*** SUPPLIED RECORDS Section Begins ***

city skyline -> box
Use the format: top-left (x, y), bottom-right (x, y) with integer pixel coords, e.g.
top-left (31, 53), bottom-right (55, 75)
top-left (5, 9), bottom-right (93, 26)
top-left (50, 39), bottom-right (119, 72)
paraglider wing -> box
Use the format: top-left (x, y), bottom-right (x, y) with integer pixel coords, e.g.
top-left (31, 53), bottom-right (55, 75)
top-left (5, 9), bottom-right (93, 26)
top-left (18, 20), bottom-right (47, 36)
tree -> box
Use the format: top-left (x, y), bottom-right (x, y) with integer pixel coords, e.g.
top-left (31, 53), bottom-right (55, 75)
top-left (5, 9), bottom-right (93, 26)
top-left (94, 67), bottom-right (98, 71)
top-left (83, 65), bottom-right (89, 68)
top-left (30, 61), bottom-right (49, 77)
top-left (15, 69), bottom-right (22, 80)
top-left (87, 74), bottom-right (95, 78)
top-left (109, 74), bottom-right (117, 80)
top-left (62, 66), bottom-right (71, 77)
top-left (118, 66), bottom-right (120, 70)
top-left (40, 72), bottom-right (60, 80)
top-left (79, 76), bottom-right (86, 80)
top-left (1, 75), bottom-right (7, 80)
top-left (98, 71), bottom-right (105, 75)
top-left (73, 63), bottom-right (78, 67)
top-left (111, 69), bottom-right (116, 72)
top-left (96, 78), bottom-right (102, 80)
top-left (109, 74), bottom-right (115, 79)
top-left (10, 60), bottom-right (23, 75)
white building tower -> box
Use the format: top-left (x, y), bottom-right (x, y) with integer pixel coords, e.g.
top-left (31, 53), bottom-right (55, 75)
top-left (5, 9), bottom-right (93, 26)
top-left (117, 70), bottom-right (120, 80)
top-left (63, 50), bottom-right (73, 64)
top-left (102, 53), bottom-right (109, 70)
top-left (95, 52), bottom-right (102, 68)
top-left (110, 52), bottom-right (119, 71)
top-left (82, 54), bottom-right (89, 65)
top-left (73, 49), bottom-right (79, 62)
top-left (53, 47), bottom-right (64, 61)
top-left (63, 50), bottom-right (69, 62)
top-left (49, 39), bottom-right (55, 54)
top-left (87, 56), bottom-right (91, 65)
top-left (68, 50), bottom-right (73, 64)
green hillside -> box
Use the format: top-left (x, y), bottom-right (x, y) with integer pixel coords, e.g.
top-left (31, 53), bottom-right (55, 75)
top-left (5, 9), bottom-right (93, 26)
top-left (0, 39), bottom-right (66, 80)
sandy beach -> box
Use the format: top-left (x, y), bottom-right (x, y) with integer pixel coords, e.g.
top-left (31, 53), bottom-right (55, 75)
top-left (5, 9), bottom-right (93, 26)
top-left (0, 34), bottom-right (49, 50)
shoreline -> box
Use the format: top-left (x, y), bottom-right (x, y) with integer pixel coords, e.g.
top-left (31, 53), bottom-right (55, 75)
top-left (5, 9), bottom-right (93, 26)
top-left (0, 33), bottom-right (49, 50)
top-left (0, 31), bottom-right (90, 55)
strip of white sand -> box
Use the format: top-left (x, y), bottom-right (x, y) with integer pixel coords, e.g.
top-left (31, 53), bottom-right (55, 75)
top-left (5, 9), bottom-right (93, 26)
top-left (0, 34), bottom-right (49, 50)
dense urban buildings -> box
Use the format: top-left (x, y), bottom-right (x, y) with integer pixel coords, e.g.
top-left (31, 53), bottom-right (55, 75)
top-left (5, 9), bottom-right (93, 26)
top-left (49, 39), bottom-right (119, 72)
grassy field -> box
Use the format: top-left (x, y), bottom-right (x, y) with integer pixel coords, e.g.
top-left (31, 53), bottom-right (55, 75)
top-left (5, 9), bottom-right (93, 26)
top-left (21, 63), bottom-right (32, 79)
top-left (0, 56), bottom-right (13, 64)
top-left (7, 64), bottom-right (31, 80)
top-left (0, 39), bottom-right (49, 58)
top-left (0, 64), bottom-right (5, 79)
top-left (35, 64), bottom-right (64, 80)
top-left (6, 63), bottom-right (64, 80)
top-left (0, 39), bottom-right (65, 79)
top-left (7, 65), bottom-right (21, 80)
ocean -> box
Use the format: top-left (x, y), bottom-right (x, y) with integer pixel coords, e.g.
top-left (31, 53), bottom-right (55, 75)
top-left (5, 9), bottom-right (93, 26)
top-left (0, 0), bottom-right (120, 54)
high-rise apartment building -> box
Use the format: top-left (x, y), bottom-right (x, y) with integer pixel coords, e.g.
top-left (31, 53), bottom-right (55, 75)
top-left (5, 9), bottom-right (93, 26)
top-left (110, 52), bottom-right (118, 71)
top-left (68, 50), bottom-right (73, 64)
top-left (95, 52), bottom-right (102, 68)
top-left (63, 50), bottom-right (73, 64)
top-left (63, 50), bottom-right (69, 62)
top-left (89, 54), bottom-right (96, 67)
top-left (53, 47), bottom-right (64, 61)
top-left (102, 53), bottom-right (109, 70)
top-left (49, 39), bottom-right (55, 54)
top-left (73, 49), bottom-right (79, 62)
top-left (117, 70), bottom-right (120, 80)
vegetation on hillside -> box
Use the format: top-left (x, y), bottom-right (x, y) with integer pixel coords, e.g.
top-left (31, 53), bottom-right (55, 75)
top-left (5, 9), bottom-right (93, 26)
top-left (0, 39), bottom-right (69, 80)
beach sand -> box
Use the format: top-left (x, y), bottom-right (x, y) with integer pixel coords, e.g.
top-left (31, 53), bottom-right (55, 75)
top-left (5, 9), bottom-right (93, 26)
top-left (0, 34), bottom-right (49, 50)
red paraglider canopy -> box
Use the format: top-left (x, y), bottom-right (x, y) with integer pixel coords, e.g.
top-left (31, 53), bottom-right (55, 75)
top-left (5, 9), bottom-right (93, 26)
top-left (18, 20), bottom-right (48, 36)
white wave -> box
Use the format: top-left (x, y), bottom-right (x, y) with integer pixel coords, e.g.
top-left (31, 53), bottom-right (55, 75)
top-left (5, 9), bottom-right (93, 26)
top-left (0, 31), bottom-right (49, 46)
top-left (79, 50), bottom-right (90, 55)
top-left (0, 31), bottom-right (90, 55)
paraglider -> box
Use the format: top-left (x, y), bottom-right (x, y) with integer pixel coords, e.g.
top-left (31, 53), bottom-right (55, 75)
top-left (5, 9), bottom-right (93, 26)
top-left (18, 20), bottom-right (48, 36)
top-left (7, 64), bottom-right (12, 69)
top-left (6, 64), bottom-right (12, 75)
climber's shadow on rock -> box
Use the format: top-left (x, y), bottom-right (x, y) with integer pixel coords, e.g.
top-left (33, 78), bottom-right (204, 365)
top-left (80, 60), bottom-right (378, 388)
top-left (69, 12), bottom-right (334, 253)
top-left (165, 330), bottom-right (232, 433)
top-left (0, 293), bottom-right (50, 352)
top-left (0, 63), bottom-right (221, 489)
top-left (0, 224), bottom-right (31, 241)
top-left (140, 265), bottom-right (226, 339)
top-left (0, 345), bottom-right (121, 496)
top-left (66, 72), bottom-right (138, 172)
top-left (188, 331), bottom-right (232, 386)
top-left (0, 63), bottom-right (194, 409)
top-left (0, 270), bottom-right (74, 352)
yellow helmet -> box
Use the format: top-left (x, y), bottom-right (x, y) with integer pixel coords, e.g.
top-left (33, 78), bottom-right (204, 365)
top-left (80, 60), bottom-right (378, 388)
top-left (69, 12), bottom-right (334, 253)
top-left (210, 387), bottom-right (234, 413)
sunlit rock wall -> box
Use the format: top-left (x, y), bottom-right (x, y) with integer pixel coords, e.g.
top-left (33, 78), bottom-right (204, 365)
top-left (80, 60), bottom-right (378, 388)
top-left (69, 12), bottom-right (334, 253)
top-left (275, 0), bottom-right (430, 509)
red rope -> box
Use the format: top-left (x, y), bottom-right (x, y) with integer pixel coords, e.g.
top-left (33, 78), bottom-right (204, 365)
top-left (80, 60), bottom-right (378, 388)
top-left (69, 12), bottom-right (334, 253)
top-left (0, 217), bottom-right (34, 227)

*** SUPPLIED RECORDS Section Ends ***

### PROBLEM
Show the lines above that have the word "paraglider".

### OUTPUT OF THE EXERCISE
paraglider wing -> box
red paraglider canopy -> box
paraglider -> box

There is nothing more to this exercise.